* _Reading text_
Computers are becoming more powerful at an accelerating rate, but will they
ever become conscious?
In Are We Spiritual Machines? critics of strong artificial intelligence (the view that computers will go fully conscious) square off with one of A.I.s leading proponents, Ray Kurzweil. Kurzweil says that nonbiological intelligence will soon become indistinguishable from conscious entities such as humans. He explains how we will "reverse engineer" our software (our minds) and "upgrade" our hardware (our bodies) to indefinitely extend human life -- before the dawn of the 22nd century.
Kurzweil argues that accelerating growth of computer power will result in machine intelligence exceeding human intelligence early in this century. Nanobots will scan and enable the reverse engineering of our brains, provide 3D immersive virtual realities, and free the human mind from its severe physical limitations as the next step in evolution. Ultimately, humankind will "merge with its computational technology."
And what do Kurzweils critics say?
-Philosopher John Searle challenges Kurzweil's position with his famous "Chinese Room" argument.
-Biologist Michael Denton disagrees with the idea that machines are capable of having the vital characteristics of organisms and argues that Kurzweils materialism does not do justice to humans or intelligent agents.
-Philosopher and mathematician William Dembski argues that Kurzweils vision is an "impoverished view of spirituality because intelligence cannot be reduced to any sort of mechanism.
-Zoologist Thomas Ray questions the ability to create intelligent machines by copying human brains into computers.
-Kurzweil, in turn, offers counter-arguments to each of these positions.
"Although Artificial Intelligence may seem like an esoteric topic with little relevance to anything else, in fact, many of the most important questions we face from technology to theology converge on this single subject," say leading futurist George Gilder and Discovery Institute Senior Fellow Jay Wesley Richards in the introduction.
Kurzweils predictions have sparked tremendous controversy, most notably Bill Joys (of Sun Microsystems) well known article in Wired Magazine (April 2000). Joy wrote that Kurzweils predictions of the future are a robotic dystopia.
Are We Spiritual Machines was born out of the controversial closing panel session titled "Spiritual Machines" at the Gilder-Forbes Telecosm '98 conference in Lake Tahoe in September 1998.

* _Directions_
(A) Could you rewrite the stretch of the book description from "-Philosopher and mathematician" through "of these positions.", changing "Zoologist" to "Scientist"?
(B) Which people does the book description name? List every one.

* _Records_
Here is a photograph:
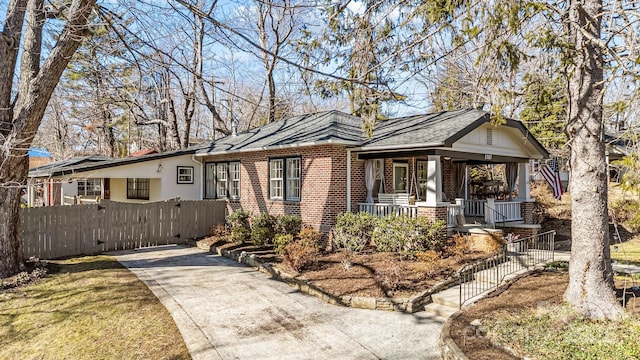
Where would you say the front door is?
[393,163,409,193]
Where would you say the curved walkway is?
[111,246,442,359]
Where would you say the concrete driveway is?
[111,246,442,359]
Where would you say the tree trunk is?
[0,0,95,277]
[0,154,28,278]
[564,0,622,320]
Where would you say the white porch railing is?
[484,199,522,224]
[463,200,522,222]
[495,201,522,221]
[464,200,487,217]
[358,203,418,218]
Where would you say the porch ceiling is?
[358,148,529,164]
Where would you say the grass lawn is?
[0,256,190,359]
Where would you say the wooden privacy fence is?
[20,200,226,259]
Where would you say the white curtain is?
[364,160,375,204]
[504,163,518,200]
[453,162,467,198]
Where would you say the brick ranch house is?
[195,109,549,239]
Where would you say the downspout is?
[347,149,351,212]
[191,155,204,200]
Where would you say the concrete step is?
[424,303,458,321]
[431,286,460,309]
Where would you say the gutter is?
[351,142,446,152]
[195,140,360,157]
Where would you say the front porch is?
[347,122,548,236]
[358,197,526,228]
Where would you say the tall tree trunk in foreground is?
[0,0,95,277]
[564,0,622,319]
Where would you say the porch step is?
[424,303,458,321]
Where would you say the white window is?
[416,161,429,200]
[127,178,151,200]
[229,162,240,199]
[204,163,216,199]
[372,159,385,198]
[78,179,102,196]
[269,159,283,199]
[177,166,193,184]
[216,163,227,198]
[287,158,300,200]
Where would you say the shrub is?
[414,250,442,279]
[284,240,319,272]
[371,215,446,256]
[298,226,322,248]
[442,234,471,259]
[333,212,378,252]
[276,215,302,236]
[273,234,294,255]
[209,224,229,238]
[227,210,251,243]
[251,212,276,246]
[375,260,403,291]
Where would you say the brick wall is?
[418,206,448,237]
[442,159,456,201]
[203,145,348,233]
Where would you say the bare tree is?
[0,0,95,277]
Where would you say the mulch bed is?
[450,271,640,360]
[199,237,487,298]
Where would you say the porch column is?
[518,163,531,201]
[425,155,442,206]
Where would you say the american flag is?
[540,156,562,200]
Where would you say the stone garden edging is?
[438,311,469,360]
[205,245,457,313]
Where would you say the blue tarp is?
[29,148,53,158]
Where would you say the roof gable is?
[198,110,363,154]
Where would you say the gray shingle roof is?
[29,155,113,177]
[198,110,364,154]
[197,109,500,155]
[29,145,205,177]
[362,109,489,149]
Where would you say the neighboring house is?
[196,110,548,238]
[530,132,633,191]
[29,109,548,239]
[26,155,113,206]
[29,147,202,206]
[28,148,53,169]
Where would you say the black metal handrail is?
[458,230,556,307]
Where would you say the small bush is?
[333,212,378,252]
[298,227,322,247]
[251,212,276,246]
[442,234,471,259]
[209,225,230,241]
[284,240,319,272]
[227,210,251,243]
[276,215,302,236]
[371,215,446,256]
[273,234,294,255]
[375,260,403,291]
[414,250,442,279]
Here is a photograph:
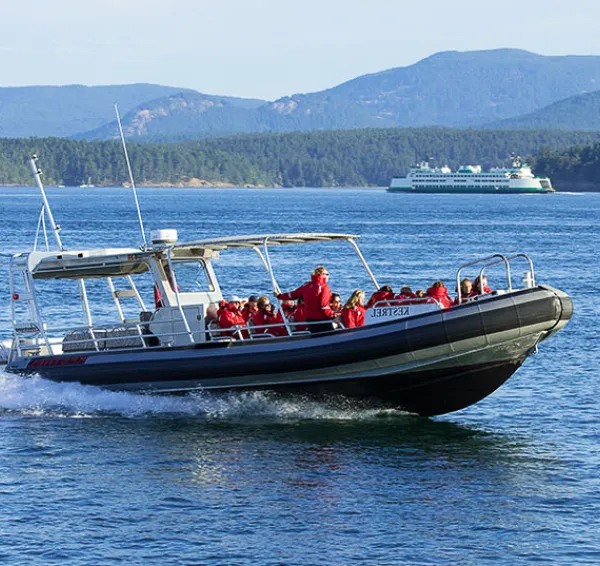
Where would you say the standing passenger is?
[242,295,258,322]
[427,279,452,308]
[471,275,493,297]
[342,289,367,328]
[277,265,335,334]
[454,278,473,305]
[331,293,344,316]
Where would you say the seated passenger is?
[219,297,248,338]
[330,293,344,316]
[342,289,367,328]
[394,285,417,305]
[427,279,452,308]
[454,278,473,305]
[471,275,494,297]
[277,265,335,333]
[367,285,394,309]
[252,295,287,336]
[242,295,258,323]
[281,299,296,319]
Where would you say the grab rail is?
[456,253,535,304]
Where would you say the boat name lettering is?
[373,307,409,318]
[27,356,87,368]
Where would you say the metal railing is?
[456,253,535,304]
[12,319,344,357]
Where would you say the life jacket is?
[277,275,335,320]
[342,305,367,328]
[425,287,453,308]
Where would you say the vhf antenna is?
[115,104,148,250]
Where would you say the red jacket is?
[425,287,453,308]
[394,293,418,305]
[469,285,494,297]
[292,305,308,330]
[366,291,394,309]
[219,304,247,337]
[242,304,258,322]
[342,305,367,328]
[277,275,335,320]
[252,309,287,336]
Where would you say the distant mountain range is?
[0,49,600,141]
[489,90,600,131]
[0,84,265,138]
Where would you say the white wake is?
[0,371,402,420]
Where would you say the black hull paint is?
[7,287,572,416]
[260,361,522,417]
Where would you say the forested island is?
[0,128,600,190]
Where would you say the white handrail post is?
[257,238,292,336]
[167,248,196,344]
[348,238,379,289]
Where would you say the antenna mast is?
[29,154,65,252]
[115,104,148,249]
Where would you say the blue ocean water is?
[0,188,600,565]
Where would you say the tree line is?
[0,128,600,187]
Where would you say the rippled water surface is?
[0,188,600,565]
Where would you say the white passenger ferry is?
[388,158,555,194]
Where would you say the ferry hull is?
[7,286,572,416]
[387,187,556,195]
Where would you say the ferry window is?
[174,261,214,293]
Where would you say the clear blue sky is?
[0,0,600,100]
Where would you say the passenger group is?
[217,265,492,338]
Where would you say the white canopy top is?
[13,233,359,279]
[173,233,360,255]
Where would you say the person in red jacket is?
[219,297,248,338]
[342,289,367,328]
[277,265,335,333]
[470,275,494,297]
[425,279,453,308]
[331,293,344,316]
[367,285,394,309]
[291,298,308,332]
[394,285,417,305]
[241,295,258,323]
[252,295,287,336]
[454,278,473,305]
[281,301,296,320]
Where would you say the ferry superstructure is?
[388,159,555,194]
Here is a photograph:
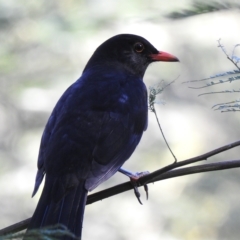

* _Answers below_
(A)
-Philosopher and mathematician William Dembski argues that Kurzweils vision is an "impoverished view of spirituality because intelligence cannot be reduced to any sort of mechanism.
-Scientist Thomas Ray questions the ability to create intelligent machines by copying human brains into computers.
-Kurzweil, in turn, offers counter-arguments to each of these positions.

(B)
Ray Kurzweil
John Searle
Michael Denton
William Dembski
Thomas Ray
George Gilder
Jay Wesley Richards
Bill Joy